START INFORMATION GIVEN

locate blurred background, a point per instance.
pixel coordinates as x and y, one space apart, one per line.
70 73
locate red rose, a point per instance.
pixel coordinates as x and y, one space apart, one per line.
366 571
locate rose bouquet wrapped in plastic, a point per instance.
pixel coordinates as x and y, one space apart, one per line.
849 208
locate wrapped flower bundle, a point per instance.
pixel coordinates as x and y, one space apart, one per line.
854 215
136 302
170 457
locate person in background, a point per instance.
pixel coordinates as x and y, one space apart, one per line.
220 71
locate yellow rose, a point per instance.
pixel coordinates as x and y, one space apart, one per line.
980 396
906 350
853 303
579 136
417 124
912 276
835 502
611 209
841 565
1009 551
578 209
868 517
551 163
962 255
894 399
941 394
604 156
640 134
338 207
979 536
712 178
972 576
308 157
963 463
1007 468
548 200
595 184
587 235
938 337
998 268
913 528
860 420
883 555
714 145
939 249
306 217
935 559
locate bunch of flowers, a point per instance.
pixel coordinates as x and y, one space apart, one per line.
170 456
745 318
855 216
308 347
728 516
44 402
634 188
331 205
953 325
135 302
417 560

END INFORMATION GIVEN

TASK DESCRIPTION:
Return every record above. Copy each one exactly.

ANSWER:
locate blurred background, a point per instance.
pixel coordinates as x and y, one space apart, one per line.
70 73
locate red rose, a point per instance.
pixel coordinates as x and y, one space apart, one per line.
366 571
locate rose bouquet wrapped in plastic, a point per instance.
pixel coordinates as x and y, one space apart, one per line.
849 208
locate wrapped flower bundle, a point per instance.
pixel coordinates as x and y, one space apart, one per line.
854 215
136 302
170 457
locate person in background, a point per instance.
pixel coordinates as x and y, one space apart, one per line.
220 71
locate yellow rose, a point per instance.
pixel coordinates as x and y, one space apart, one per line.
980 396
906 350
853 303
579 136
417 124
912 276
835 502
611 209
841 565
1009 551
578 209
868 517
551 163
962 255
894 399
941 394
604 156
640 134
338 207
979 536
712 178
972 576
308 157
963 463
1007 468
548 200
595 184
587 235
938 337
998 268
913 528
860 420
883 555
714 145
939 249
306 217
935 559
locate bunch of flowers, a point per instance.
pixel coordinates as x and y, one space apart, one per line.
170 456
745 318
855 216
308 347
728 516
44 402
634 188
331 205
953 325
135 302
417 560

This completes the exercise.